'''

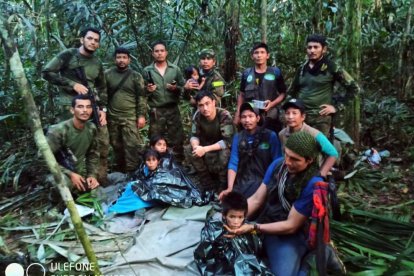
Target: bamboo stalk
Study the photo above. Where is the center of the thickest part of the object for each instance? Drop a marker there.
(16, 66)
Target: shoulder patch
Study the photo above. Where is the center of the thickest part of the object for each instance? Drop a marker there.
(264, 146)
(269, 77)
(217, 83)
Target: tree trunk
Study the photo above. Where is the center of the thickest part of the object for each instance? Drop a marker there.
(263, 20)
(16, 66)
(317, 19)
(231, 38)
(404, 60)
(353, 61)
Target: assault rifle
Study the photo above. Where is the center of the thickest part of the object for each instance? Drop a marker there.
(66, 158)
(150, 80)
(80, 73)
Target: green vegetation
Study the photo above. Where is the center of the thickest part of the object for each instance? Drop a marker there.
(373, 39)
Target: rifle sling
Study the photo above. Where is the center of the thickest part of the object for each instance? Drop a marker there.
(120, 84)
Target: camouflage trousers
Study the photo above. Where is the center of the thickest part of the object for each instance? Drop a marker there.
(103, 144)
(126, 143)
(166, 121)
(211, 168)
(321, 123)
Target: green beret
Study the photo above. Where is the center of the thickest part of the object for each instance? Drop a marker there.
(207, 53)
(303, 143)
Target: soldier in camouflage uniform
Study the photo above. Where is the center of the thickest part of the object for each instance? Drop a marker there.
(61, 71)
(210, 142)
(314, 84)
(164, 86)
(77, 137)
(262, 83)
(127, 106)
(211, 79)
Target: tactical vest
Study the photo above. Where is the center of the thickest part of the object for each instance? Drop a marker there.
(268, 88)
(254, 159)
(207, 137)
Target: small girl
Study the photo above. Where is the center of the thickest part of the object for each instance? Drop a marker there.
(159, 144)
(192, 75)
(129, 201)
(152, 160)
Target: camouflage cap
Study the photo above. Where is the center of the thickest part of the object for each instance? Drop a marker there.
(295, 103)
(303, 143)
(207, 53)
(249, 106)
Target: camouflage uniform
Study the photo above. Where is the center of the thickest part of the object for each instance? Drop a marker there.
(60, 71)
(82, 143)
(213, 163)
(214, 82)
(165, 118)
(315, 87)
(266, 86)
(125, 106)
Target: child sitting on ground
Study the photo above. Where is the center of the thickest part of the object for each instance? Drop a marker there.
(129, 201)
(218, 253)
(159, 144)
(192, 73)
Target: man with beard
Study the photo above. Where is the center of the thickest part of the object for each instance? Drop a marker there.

'''

### Task requirements
Each line above is to be copied exactly, and the pictures are to be dropped.

### Response below
Target: bamboo stalk
Study the photo above. Where is the center of the thickest part of the object for each instance? Drop a marker there.
(16, 66)
Target: shoulder patch
Study the photo above. Where is the center of the thickest part of the object for each instance? Drop a marker there.
(264, 146)
(269, 77)
(217, 83)
Target: tree trunk
Study the photo above. Where is the center of the thickest part of the object for each instance? Drop a marker there.
(263, 20)
(16, 66)
(317, 19)
(231, 38)
(404, 60)
(353, 61)
Target: assault rifle
Study the photo above. Where is the center of the thickest part of the object for each instance? Drop a marker there.
(66, 158)
(150, 80)
(80, 73)
Target: green vegetation
Study the photo above. Where is the center of the thickest part of the object for each instance? Drop a marker there.
(373, 39)
Target: rifle sling
Study the photo above. Where is the center of the thickest part of the object for each instance? Drop a marker there.
(120, 84)
Target: camouflage trousers
Study the photo above. Where is the center of the thickest part of the object for each instance? Drop a marker there.
(103, 144)
(126, 143)
(166, 121)
(211, 168)
(321, 123)
Target: green beret
Study the photo above. Where is the center of the thickest part of the object for each instance? Drop a marker there.
(207, 53)
(303, 143)
Target: soldier in camouflage uniform
Study the photo above. Where is the center of the thickest part of the object for each instance? Drop a marker there.
(61, 71)
(210, 142)
(314, 84)
(164, 86)
(77, 137)
(262, 83)
(127, 106)
(211, 79)
Target: tactical vest
Study the photo above. Where is the center of the thickest part of the object for each instance? Drop a marker there.
(268, 88)
(254, 159)
(207, 137)
Target: small girl
Study the photo above. Where is the center of the thickest part of the object for each instance? Drop a marker there.
(159, 144)
(192, 75)
(129, 201)
(152, 160)
Target: camouflage cap
Study the photo above. Where is the center of the thickest part of the object for each instance? Drop a marker there.
(295, 103)
(303, 143)
(207, 53)
(249, 106)
Target: camouflage uniform
Study the photo above. Where is the center of the thickest part of the object for each instance? Drop a marker there.
(60, 71)
(82, 143)
(213, 163)
(214, 82)
(165, 118)
(315, 87)
(266, 86)
(125, 106)
Target: child sitting on ground
Study the photo above. Where is the center of the thickest part of the object for each instance? Drop a marker there.
(129, 201)
(218, 253)
(159, 144)
(192, 73)
Target: man with beard
Study the photo above. Where is the center of the thickest part of the object for each instance? Drop a marker there.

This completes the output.